■ Passage du texte
# mackrack, dictionnaire



## johny12 (4 Juillet 2008)

bonjour,

je ne sais pas s'il a sa place ici, si non, prière de le déplacer à la bonne place


Je chercherais en premiers un dictionnaire francais  ( contennant a peu près tout les mots francais donc ^^)



Deuxièmement, quelqu'un pourrais, s'il vous plaît m'explique comment je pourrais tester la sécurité de mon mot de passe avec mackrack svp http://www.toocharger.com/telecharger/logiciels/mackrack/15847.htm 
http://www.macupdate.com/info.php/id/14710
 (marche a suivre)

Merci


----------



## DeepDark (4 Juillet 2008)

Un certain widget tout récent fais très bien cela 

Ou alors directement en ligne


----------



## johny12 (4 Juillet 2008)

En fait je cherche un dictionnaire francais pour l'ajouter a une application ( word)


----------



## DeepDark (4 Juillet 2008)

johny12 a dit:


> En fait je cherche un dictionnaire francais pour l'ajouter a une application ( word)


Ah dans ce cas : Antidote 

Il faut investir mais ça vaut le coup et il est très, très, très bon 

En gratuit je connais pas...


----------



## johny12 (4 Juillet 2008)

Et pour le test du mot de passe, une idée sur comment faire ?


----------

■ Entrées enregistrées
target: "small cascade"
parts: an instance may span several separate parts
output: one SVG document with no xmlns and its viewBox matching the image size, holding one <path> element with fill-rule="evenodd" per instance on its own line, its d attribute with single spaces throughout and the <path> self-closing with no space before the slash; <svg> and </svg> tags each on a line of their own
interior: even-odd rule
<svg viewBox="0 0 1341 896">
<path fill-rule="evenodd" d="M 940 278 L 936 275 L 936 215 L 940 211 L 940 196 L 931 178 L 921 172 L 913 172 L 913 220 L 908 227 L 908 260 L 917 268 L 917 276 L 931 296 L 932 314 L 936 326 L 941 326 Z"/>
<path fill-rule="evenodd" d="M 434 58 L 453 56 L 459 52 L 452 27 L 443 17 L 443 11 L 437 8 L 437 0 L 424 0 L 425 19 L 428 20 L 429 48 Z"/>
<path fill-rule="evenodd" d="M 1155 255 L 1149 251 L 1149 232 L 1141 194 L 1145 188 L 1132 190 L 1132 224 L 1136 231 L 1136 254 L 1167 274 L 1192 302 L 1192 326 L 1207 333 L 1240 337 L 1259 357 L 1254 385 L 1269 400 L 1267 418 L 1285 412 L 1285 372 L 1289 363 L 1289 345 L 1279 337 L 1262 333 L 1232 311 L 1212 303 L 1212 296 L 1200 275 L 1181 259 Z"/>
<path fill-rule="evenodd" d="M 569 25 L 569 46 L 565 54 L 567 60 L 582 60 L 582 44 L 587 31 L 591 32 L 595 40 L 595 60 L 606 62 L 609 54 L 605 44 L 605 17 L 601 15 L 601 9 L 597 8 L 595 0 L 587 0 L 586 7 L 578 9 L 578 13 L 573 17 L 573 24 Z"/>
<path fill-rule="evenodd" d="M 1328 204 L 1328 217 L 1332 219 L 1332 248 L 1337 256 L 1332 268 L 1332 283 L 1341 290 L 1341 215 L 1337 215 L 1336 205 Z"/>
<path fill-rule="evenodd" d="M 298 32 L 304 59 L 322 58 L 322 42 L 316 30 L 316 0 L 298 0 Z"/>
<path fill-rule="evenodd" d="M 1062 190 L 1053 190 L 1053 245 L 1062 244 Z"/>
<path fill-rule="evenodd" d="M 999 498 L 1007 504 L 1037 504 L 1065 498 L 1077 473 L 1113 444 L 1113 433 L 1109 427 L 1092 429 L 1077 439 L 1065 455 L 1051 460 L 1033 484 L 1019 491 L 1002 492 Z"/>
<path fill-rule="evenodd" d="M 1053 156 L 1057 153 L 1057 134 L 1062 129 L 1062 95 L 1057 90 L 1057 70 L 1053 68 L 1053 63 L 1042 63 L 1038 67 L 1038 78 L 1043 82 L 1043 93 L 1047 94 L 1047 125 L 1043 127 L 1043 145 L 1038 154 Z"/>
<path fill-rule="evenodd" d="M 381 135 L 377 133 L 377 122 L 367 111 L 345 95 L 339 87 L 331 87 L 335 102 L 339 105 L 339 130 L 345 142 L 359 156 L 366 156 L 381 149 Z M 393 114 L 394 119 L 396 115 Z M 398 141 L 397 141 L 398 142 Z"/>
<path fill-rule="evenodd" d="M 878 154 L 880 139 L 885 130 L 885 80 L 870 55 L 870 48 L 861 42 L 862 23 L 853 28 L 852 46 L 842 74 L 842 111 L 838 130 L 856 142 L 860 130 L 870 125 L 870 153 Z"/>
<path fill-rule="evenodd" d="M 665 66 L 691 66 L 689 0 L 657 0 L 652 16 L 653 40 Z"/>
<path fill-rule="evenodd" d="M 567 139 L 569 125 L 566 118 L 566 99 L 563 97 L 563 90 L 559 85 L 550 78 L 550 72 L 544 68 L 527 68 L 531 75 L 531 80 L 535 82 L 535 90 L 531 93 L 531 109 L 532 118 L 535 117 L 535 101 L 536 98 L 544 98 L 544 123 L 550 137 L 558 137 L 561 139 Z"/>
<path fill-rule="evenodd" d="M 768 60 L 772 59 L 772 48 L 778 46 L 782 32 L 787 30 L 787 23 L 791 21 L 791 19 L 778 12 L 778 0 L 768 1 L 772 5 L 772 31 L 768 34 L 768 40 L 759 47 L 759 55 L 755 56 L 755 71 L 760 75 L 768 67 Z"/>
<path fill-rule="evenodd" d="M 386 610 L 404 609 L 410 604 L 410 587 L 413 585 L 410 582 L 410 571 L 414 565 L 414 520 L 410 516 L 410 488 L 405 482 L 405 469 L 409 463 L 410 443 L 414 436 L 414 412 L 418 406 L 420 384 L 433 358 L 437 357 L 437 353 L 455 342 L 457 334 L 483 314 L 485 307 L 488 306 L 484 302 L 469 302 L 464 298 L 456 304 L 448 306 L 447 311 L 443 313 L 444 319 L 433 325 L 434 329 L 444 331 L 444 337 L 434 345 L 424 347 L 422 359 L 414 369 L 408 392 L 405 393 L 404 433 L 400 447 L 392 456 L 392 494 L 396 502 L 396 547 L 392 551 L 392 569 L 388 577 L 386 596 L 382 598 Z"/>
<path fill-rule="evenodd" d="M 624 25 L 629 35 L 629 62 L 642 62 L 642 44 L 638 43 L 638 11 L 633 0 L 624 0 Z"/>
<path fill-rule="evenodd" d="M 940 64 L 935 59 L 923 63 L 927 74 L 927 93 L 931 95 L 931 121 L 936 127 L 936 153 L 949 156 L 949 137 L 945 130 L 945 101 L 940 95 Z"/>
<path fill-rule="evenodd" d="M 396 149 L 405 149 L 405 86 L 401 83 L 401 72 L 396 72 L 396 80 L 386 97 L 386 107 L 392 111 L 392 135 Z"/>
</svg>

■ Consigne
Recopiez le passage de la discussion sur mackrack qui va de « Deuxièmement, quelqu'un pourrais, s'il » à « (marche a suivre) », ces deux limites comprises. Les entrées n'ont aucun rapport avec la discussion sur mackrack.

■ Résultat final
Deuxièmement, quelqu'un pourrais, s'il vous plaît m'explique comment je pourrais tester la sécurité de mon mot de passe avec mackrack svp http://www.toocharger.com/telecharger/logiciels/mackrack/15847.htm 
http://www.macupdate.com/info.php/id/14710
 (marche a suivre)